### To be done
Rename "Richmond" to "Fordham" in the Dayton Flyers basketball text below, and write out everything from "On March 25, 2017, Archie" down to "the first round." with that one change.

### Text extract

• • • • • • •

Atlantic 10 regular season champions

NCAA tournament, First Round
- Conference: Atlantic 10 Conference
- Record: 24–8 (15–3 A-10)
- Head coach: Archie Miller (6th season);
- Assistant coaches: Kevin Kuwik; Allen Griffin; Tom Ostrom;
- Home arena: University of Dayton Arena

= 2016–17 Dayton Flyers men's basketball team =

American college basketball season

The 2016–17 Dayton Flyers men's basketball team represented the University of Dayton during the 2016–17 NCAA Division I men's basketball season. The Flyers, led by sixth-year head coach Archie Miller, played their home games at the University of Dayton Arena as members of the Atlantic 10 Conference. They finished the season 24–8, 15–3 in A-10 play to win the regular season A-10 championship. They received the No. 1 seed in the A-10 tournament where they lost in the quarterfinals to Davidson. They received an at-large bid to the NCAA tournament where they lost in the first round to Wichita State.

On March 25, 2017, Archie Miller left the school to accept the head coaching position at Indiana. He finished at Dayton with a six year record of 139–63. The school then hired Dayton alum Anthony Grant as the new head coach on March 30.

==Previous season==
The Flyers finished the 2015–16 season with a record of 25–8, 14–4 in A-10 play to become regular season A-10 co-champions. They defeated Richmond in the quarterfinals of the A-10 tournament to advance to the semifinals where they lost to Saint Joseph's. They received an at-large bid to the NCAA tournament, their third consecutive at-large bid, as a No. 7 seed in the Midwest Region where they lost to No. 10 seed Syracuse in the first round.

• • • • • • •

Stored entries
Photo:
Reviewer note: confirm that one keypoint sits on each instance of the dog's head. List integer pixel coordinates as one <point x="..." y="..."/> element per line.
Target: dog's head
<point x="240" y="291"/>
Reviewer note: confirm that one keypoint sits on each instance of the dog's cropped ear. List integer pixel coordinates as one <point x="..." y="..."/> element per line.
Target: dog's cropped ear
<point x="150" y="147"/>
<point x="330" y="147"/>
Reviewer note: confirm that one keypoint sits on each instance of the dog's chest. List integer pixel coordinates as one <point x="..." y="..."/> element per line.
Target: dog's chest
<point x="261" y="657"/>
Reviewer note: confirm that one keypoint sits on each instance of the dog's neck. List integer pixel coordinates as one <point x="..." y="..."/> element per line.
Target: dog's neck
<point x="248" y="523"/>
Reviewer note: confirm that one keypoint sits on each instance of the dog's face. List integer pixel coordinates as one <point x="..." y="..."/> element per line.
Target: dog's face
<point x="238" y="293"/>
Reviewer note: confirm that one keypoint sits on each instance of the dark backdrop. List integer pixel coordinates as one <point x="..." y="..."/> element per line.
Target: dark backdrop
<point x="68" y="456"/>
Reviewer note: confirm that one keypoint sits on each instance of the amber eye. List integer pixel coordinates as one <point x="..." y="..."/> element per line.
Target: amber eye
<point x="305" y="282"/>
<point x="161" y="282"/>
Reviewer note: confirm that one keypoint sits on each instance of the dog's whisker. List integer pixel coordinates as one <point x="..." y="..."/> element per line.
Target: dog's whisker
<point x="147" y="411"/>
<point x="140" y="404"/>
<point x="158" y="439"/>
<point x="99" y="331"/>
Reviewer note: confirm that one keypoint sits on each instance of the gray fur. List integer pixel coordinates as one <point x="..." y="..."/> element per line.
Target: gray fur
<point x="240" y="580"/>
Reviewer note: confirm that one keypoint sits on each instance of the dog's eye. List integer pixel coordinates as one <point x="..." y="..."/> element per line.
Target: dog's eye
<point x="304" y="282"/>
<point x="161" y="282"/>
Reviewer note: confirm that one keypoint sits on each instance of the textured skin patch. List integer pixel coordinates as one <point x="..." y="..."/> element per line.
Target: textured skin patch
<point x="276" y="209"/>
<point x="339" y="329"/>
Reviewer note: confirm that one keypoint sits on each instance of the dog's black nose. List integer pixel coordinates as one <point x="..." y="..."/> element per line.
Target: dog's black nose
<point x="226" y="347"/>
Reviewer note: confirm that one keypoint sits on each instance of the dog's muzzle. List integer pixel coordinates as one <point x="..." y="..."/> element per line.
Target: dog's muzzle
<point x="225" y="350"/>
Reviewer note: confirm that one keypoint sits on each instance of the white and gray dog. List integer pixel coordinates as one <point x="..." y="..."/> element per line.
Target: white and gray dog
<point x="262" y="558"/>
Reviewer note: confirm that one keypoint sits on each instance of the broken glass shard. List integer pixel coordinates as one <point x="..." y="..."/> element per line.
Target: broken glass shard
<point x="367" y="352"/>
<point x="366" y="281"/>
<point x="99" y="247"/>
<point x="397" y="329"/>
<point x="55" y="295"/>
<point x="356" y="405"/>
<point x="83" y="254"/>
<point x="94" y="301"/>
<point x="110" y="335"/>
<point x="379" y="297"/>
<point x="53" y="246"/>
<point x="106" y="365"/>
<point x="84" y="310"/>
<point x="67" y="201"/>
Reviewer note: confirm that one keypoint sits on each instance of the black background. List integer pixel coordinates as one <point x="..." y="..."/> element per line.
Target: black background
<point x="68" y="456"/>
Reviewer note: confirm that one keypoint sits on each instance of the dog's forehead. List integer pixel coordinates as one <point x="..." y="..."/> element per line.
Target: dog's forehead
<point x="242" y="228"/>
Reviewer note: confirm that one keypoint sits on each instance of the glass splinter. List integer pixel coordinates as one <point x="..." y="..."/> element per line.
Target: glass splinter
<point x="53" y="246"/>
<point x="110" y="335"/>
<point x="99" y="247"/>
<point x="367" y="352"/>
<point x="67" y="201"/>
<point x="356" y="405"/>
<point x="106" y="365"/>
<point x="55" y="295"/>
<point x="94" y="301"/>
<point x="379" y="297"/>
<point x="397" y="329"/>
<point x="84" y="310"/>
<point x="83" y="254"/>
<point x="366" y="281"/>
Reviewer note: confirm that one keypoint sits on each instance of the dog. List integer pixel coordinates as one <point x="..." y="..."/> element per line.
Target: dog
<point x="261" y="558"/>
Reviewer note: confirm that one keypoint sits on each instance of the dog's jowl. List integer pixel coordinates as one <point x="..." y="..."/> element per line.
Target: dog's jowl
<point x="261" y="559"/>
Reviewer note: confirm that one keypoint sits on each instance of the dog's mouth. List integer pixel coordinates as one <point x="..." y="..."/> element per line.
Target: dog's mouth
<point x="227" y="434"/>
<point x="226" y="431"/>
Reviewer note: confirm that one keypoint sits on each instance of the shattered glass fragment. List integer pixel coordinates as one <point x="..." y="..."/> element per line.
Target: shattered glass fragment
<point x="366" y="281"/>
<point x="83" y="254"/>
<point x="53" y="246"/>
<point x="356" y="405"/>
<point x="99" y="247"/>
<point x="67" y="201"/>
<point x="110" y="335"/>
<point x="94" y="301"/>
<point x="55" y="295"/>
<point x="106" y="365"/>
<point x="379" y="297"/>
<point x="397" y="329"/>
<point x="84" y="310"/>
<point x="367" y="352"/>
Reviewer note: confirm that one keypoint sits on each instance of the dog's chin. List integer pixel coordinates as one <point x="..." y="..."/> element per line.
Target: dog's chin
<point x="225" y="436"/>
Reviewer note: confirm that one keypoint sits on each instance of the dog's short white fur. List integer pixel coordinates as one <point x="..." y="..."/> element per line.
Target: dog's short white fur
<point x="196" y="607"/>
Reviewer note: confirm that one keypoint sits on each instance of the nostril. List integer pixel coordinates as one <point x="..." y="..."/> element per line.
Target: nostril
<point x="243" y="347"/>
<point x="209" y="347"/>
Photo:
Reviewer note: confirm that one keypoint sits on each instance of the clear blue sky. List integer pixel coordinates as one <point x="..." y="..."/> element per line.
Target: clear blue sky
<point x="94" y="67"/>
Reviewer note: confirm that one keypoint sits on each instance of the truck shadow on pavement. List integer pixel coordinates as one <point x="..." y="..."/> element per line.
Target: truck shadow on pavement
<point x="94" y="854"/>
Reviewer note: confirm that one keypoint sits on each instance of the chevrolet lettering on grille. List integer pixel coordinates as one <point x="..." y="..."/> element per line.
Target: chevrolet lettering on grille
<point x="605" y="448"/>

• • • • • • •

### Final result
On March 25, 2017, Archie Miller left the school to accept the head coaching position at Indiana. He finished at Dayton with a six year record of 139–63. The school then hired Dayton alum Anthony Grant as the new head coach on March 30.

==Previous season==
The Flyers finished the 2015–16 season with a record of 25–8, 14–4 in A-10 play to become regular season A-10 co-champions. They defeated Fordham in the quarterfinals of the A-10 tournament to advance to the semifinals where they lost to Saint Joseph's. They received an at-large bid to the NCAA tournament, their third consecutive at-large bid, as a No. 7 seed in the Midwest Region where they lost to No. 10 seed Syracuse in the first round.